Problem requirements: Can you copy out the data below line for line, leaving every character unchanged?

%%

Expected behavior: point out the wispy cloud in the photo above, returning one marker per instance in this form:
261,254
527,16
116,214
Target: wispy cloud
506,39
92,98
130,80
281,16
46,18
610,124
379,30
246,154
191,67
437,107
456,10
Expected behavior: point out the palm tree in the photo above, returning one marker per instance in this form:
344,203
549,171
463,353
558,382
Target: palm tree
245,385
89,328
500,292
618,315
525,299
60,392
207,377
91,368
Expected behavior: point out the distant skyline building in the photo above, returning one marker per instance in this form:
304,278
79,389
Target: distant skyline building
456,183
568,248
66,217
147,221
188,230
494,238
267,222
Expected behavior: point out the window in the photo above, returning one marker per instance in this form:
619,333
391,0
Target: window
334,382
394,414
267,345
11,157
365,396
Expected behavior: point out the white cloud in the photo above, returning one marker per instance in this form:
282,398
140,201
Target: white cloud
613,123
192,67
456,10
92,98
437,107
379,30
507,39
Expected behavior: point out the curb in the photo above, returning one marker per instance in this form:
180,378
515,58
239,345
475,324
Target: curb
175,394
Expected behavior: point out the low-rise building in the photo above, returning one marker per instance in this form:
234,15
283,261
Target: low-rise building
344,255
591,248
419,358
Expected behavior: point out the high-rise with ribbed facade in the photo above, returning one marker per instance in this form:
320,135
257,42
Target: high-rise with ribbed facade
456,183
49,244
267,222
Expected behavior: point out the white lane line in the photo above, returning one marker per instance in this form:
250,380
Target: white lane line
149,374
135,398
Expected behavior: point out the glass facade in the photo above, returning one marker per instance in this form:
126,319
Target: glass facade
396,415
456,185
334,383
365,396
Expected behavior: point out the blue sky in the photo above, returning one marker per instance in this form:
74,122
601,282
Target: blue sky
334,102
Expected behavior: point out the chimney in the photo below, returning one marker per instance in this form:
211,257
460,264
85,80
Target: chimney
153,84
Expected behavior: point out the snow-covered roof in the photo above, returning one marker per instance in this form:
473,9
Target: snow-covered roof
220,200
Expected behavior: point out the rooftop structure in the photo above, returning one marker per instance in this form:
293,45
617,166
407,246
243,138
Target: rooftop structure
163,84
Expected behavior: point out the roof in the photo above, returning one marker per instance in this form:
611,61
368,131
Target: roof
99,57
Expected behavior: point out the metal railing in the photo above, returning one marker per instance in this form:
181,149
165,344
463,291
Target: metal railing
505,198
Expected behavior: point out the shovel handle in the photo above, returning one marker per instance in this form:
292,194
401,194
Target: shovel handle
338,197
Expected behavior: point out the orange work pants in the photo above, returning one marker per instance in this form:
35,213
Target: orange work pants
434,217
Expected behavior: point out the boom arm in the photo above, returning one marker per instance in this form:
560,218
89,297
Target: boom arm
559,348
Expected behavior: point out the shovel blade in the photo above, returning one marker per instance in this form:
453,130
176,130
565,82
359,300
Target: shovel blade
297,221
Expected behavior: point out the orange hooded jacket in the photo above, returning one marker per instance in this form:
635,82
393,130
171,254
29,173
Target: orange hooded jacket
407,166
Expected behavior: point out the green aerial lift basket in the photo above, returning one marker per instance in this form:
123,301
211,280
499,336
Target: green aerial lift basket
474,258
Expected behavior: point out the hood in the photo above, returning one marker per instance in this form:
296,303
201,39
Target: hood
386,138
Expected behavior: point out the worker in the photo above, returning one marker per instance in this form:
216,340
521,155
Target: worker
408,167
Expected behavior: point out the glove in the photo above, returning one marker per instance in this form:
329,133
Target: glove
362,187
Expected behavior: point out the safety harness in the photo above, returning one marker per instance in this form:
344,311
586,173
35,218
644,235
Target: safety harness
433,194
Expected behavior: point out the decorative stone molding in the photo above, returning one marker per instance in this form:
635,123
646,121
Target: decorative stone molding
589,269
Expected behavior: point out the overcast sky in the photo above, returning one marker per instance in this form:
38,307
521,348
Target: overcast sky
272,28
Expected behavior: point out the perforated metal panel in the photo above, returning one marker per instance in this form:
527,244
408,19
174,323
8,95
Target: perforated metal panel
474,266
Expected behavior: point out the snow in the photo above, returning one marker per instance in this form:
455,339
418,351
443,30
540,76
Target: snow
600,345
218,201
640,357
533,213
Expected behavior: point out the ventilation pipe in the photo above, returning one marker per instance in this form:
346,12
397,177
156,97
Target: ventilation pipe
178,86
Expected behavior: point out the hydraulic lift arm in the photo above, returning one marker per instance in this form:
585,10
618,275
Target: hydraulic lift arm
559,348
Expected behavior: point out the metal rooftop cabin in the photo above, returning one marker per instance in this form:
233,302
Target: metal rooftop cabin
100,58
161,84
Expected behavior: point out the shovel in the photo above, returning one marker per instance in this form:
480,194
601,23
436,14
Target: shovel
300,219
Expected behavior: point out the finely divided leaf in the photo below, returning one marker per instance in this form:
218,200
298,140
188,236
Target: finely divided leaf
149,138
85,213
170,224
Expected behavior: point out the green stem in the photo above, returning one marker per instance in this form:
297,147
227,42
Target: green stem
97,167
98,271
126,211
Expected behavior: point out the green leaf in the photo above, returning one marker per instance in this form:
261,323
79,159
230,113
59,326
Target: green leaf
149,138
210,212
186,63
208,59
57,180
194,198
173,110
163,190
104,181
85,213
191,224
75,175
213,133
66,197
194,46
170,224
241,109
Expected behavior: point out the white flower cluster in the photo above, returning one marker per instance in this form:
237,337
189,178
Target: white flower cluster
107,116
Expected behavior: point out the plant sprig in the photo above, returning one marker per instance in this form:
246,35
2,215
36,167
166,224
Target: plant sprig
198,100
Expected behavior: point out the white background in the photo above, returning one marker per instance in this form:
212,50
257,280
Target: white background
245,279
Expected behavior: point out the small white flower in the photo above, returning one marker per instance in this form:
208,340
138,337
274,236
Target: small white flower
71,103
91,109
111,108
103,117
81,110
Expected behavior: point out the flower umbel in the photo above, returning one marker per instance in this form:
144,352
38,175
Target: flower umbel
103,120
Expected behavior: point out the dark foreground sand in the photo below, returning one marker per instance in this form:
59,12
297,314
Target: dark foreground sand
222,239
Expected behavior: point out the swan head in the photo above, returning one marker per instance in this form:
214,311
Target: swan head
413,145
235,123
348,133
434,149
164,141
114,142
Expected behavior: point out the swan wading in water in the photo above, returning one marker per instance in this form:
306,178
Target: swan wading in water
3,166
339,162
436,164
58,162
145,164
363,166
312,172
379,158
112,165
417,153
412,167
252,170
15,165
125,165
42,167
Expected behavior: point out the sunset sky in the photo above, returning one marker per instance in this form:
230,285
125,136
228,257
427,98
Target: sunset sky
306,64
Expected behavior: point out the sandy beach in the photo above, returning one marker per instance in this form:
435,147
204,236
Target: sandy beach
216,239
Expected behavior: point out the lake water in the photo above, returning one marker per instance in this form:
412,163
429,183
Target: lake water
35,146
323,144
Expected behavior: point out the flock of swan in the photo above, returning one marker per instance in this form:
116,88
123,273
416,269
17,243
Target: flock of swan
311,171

%%

Task response:
Expected behavior: point out the wispy cloud in the photo above, returning one marker per instance in this form:
261,254
527,16
116,214
Target: wispy cloud
506,39
92,98
130,80
281,16
46,18
610,124
379,30
246,154
191,67
437,107
456,10
Expected behavior: point out the palm tree in the photo above, returning one marker per instance in this form:
344,203
549,171
463,353
558,382
Target: palm tree
245,385
89,328
500,292
618,315
525,299
60,392
207,377
91,368
Expected behavior: point out the distant skyline building in the photo above, returning one marker per instance in this form:
304,278
79,389
Target: distant skyline building
456,183
568,248
66,217
147,221
188,230
494,238
267,222
Expected behavior: point out the window in the photo above, returning one marker per instance in this form:
619,333
391,0
Target: window
334,382
394,414
267,345
11,157
365,396
Expected behavior: point out the white cloud in the photo above, returning one marker per instance in this form:
282,398
140,201
Target: white cloud
613,123
192,67
456,10
92,98
437,107
379,30
507,39
Expected behavior: point out the curb in the photo above, returning one marker per instance in this form:
180,378
515,58
239,345
475,324
Target: curb
175,394
Expected behavior: point out the low-rise building in the photo above, returning one marker per instance in this form:
234,15
283,261
Target: low-rise building
344,255
591,248
419,358
Expected behavior: point out the high-rise with ribbed facade in the photo above, returning one marker per instance in this form:
320,135
257,42
Target: high-rise with ribbed facade
456,183
49,244
267,222
Expected behavior: point out the white lane line in the photo above, returning one marker per instance in this form:
250,380
Target: white lane line
149,374
135,398
Expected behavior: point out the glass facade in the photo above, returning one marker per instance in this form:
126,319
Target: glass facade
396,415
456,185
334,383
365,396
Expected behavior: point out the blue sky in the photo above, returning one marker per instance in this form:
74,122
601,282
Target: blue sky
334,102
Expected behavior: point out the chimney in the photo below, returning one marker per instance in this form:
211,257
460,264
85,80
Target: chimney
153,84
Expected behavior: point out the snow-covered roof in the photo above, returning one marker per instance in this form:
473,9
Target: snow-covered roof
220,200
Expected behavior: point out the rooftop structure in the photo above, returning one marker per instance in this form:
293,45
617,166
407,246
243,138
Target: rooftop structure
163,84
Expected behavior: point out the roof in the photo above, returning one marker per instance in this form:
611,61
368,131
Target: roof
99,57
Expected behavior: point out the metal railing in the photo above, returning one marker per instance in this form:
181,149
165,344
463,291
Target: metal railing
505,198
Expected behavior: point out the shovel handle in the photo above, returning one marker per instance in this form:
292,194
401,194
Target: shovel handle
338,197
Expected behavior: point out the orange work pants in the photo above, returning one marker per instance in this form:
35,213
Target: orange work pants
434,217
Expected behavior: point out the boom arm in the photo above, returning one marker per instance in this form:
560,218
89,297
Target: boom arm
559,348
Expected behavior: point out the shovel blade in the photo above, returning one marker per instance in this form:
453,130
176,130
565,82
359,300
Target: shovel blade
297,221
Expected behavior: point out the orange hooded jacket in the photo above, returning one marker per instance in this form:
635,82
393,130
171,254
29,173
Target: orange hooded jacket
407,166
Expected behavior: point out the green aerial lift basket in the photo above, returning one marker per instance in this form:
123,301
211,280
499,336
Target: green aerial lift basket
474,258
Expected behavior: point out the hood in the photo above, returning one marker per instance in this form:
296,303
201,39
Target: hood
386,138
Expected behavior: point out the worker in the photo above, returning one marker per instance in this form:
216,340
521,155
Target: worker
408,167
Expected behavior: point out the glove in the photo above, returning one marker per instance in this form:
329,133
Target: glove
362,187
Expected behavior: point out the safety harness in the photo above, returning one marker per instance in this form:
344,311
586,173
35,218
644,235
Target: safety harness
433,194
Expected behavior: point out the decorative stone molding in the photo above, returning one marker per instance in this form:
635,123
646,121
Target: decorative stone molding
589,269
Expected behavior: point out the overcast sky in the photo above, returning one marker per instance in this form:
38,307
521,348
Target: overcast sky
272,28
Expected behavior: point out the perforated metal panel in the photo above, returning one marker per instance in this form:
527,244
408,19
174,323
8,95
Target: perforated metal panel
474,266
Expected behavior: point out the snow in the photo above, returning one marker per instance in this form:
455,339
418,351
443,30
540,76
Target: snow
600,345
218,201
640,357
533,213
Expected behavior: point out the ventilation pipe in the photo above, returning one marker per instance in this form:
346,12
397,177
156,97
Target: ventilation pipe
178,86
Expected behavior: point out the hydraulic lift arm in the photo above, returning one marker per instance in this form:
585,10
618,275
Target: hydraulic lift arm
559,348
Expected behavior: point out the metal rooftop cabin in the photo above, returning one marker per instance in this form:
233,302
Target: metal rooftop cabin
100,58
161,84
Expected behavior: point out the shovel in the photo above, returning one marker per instance in this form:
480,194
601,23
436,14
Target: shovel
300,219
Expected behavior: point out the finely divided leaf in the photo below, returning one marker per instance in this form:
218,200
298,140
188,236
Target: finely divided leaf
149,138
85,213
170,224
Expected behavior: point out the green stem in the photo above, returning one marker per instance in this form:
297,147
227,42
Target: green stem
97,167
98,271
126,211
Expected behavior: point out the green leaf in the photo above, returning one marker per instance in this form:
261,323
79,159
230,113
59,326
Target: green leaf
149,138
210,212
186,63
208,59
57,180
194,198
173,110
163,190
104,181
85,213
191,224
75,175
213,133
66,197
194,46
170,224
241,109
Expected behavior: point out the white flower cluster in the photo above, returning one marker per instance in this form:
237,337
189,178
Target: white flower cluster
107,116
Expected behavior: point out the plant sprig in the photo above, returning one marker per instance in this form:
246,35
2,215
36,167
166,224
Target: plant sprig
198,100
Expected behavior: point out the white background in the photo above, returning one marker per instance in this form:
212,50
257,280
Target: white background
245,279
Expected behavior: point out the small white flower in the photo above, returning one marker per instance in this form:
208,340
138,337
274,236
Target: small white flower
71,103
91,109
111,108
103,117
81,110
Expected behavior: point out the flower umbel in the photo above, returning one marker per instance in this form:
144,352
38,175
Target: flower umbel
103,120
Expected behavior: point out the dark foreground sand in the photo below, returning one marker per instance in this form:
59,12
297,314
Target: dark foreground sand
222,239
Expected behavior: point out the swan head in the photo above, returning one marker per instance in this form:
214,311
Target: swan head
413,145
235,123
348,133
434,149
164,141
114,142
Expected behavior: point out the swan wading in water in the photo above, returning one marker per instance in this form:
306,178
Target: swan wading in water
3,166
339,162
436,164
58,162
145,164
363,166
312,172
379,158
112,165
417,153
412,167
252,170
15,165
125,165
42,167
Expected behavior: point out the sunset sky in the photo above, returning one marker per instance in this form:
230,285
125,136
228,257
427,98
Target: sunset sky
306,64
Expected behavior: point out the sandy beach in the photo above, returning one marker per instance in this form:
435,147
204,236
Target: sandy beach
216,239
Expected behavior: point out the lake water in the photo above, returning one marker per instance in this form:
412,163
429,183
Target: lake water
35,146
323,144
Expected behavior: point out the flock of swan in the photo above, returning one marker per instance in this form:
116,88
123,273
416,269
17,243
Target: flock of swan
311,171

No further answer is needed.